[Exercise description]:
Copy the data again, starting with its first line and going on through the line containing "[0,8,318,317]". Keep every line's wording unchanged, multiply each bounding-box coordinate in the answers by 0.25 and round to whole numbers with halves going up, and leave the pictures out.
--- Input for this task ---
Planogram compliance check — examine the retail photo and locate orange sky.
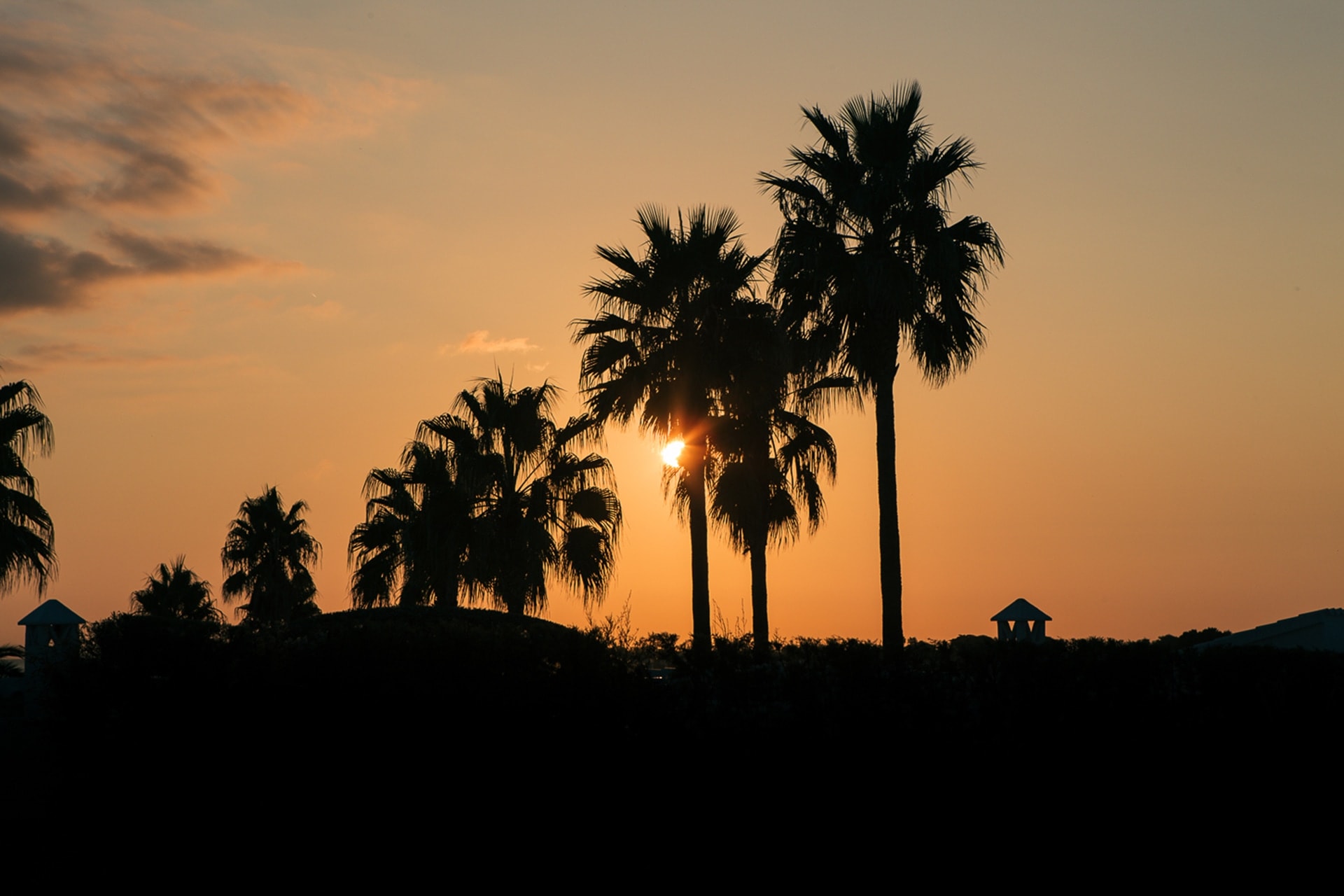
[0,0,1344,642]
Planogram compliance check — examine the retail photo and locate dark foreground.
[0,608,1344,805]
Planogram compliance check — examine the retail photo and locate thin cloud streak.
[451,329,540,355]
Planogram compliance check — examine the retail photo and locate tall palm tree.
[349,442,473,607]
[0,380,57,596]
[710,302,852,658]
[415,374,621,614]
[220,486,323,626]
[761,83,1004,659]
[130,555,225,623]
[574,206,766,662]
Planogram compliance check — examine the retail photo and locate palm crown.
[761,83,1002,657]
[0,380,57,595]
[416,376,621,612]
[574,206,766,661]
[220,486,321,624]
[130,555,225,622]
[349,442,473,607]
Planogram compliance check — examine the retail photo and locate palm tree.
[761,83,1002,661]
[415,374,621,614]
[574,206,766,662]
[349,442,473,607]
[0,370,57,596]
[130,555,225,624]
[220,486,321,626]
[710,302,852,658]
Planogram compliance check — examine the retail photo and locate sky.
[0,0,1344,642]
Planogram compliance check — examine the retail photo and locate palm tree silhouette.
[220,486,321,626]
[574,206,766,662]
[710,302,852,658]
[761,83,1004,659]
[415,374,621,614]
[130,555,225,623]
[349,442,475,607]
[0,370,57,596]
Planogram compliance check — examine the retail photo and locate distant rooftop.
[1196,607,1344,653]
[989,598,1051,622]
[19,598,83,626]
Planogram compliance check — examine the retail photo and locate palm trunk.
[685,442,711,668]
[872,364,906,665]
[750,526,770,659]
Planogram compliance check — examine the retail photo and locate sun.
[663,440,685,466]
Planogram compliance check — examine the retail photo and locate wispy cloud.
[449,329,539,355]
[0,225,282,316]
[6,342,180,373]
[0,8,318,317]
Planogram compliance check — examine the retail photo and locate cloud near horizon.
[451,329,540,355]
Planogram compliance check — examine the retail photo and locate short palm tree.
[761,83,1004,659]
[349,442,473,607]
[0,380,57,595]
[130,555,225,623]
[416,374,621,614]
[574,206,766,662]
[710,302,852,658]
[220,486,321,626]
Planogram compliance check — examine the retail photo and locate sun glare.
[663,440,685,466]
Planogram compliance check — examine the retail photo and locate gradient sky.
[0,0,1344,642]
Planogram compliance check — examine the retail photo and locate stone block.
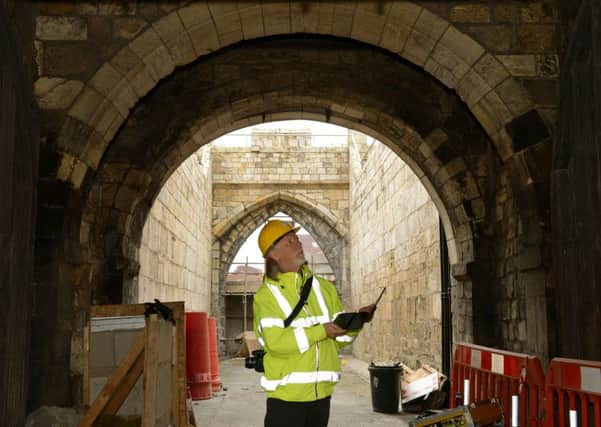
---
[Answer in full]:
Planogram compliance check — examine the retail photo and locate orange sky.
[0,0,336,161]
Planogram compliance check — examine the retail photo and locate dark foreground.
[0,152,336,201]
Planogram compliance check — examine the retail photo and locate thin cloud streak.
[113,82,135,89]
Planogram compliance check — examine the retail photo and locate tall palm tree.
[87,111,118,152]
[0,95,14,149]
[178,76,213,165]
[104,94,155,154]
[55,122,81,157]
[190,21,251,165]
[33,139,56,156]
[144,52,192,166]
Planogram compliance check — examine the retail photo and locate palm crown.
[190,21,251,164]
[0,95,14,149]
[104,94,155,153]
[144,52,192,165]
[55,122,80,156]
[33,139,56,156]
[87,111,118,152]
Planogram compliance check — examine the retail photo and locate palm tree.
[190,21,251,165]
[104,94,155,154]
[144,52,192,166]
[87,111,118,152]
[0,93,14,149]
[33,139,56,156]
[55,122,80,157]
[178,76,213,165]
Planogram compliance check — examine the retail photo and locate sky.
[0,0,336,161]
Planogram compliance check — examine the retail photo and locate palm tree silhouette.
[55,122,80,157]
[144,52,192,166]
[178,76,213,165]
[190,21,251,165]
[104,94,155,154]
[33,139,56,156]
[87,111,119,152]
[0,93,14,149]
Planogram compliance check — examine the retail photo and locate distant rooftop.
[299,152,336,163]
[247,150,263,156]
[5,150,21,157]
Planogram compliance check — examine the retail photo and locate palm trunk.
[171,111,178,167]
[218,91,227,166]
[188,132,193,165]
Planogram compliance check — examine the retail photo and locate sun.
[166,110,171,117]
Planogram compliance check — examine the retail photo and locate wispy cloud.
[112,82,135,89]
[0,56,71,79]
[2,86,45,93]
[0,2,80,79]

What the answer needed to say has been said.